How many lines in the entries below contain the string "surface"? Reply with the number alone.

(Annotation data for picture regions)
▬▬▬▬▬▬▬▬▬▬

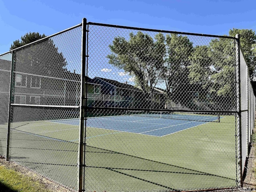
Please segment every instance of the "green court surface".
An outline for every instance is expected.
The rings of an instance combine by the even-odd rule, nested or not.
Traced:
[[[11,159],[76,189],[78,126],[40,121],[11,126]],[[0,130],[2,138],[6,126]],[[87,127],[86,191],[235,186],[235,134],[234,116],[163,137]]]

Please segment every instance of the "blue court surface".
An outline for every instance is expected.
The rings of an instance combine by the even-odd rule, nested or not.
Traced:
[[[218,119],[216,117],[207,118],[207,116],[204,116],[203,119],[205,118],[209,118],[209,122]],[[162,137],[208,122],[198,120],[197,119],[188,120],[136,116],[109,116],[88,118],[86,125],[87,127]],[[50,121],[66,124],[79,125],[79,119]]]

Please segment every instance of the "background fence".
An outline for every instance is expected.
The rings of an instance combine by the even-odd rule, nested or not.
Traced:
[[[239,41],[84,19],[0,55],[0,154],[81,191],[241,186],[255,98]]]

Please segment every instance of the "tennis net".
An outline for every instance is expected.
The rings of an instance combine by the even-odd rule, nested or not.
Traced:
[[[219,114],[204,115],[192,113],[174,112],[165,111],[126,110],[126,115],[151,118],[162,118],[190,121],[203,121],[205,122],[220,122]]]

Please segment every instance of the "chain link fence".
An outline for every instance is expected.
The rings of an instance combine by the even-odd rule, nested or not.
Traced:
[[[0,55],[0,154],[80,191],[238,187],[248,74],[239,38],[84,19]]]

▬▬▬▬▬▬▬▬▬▬

**Result for this task:** 2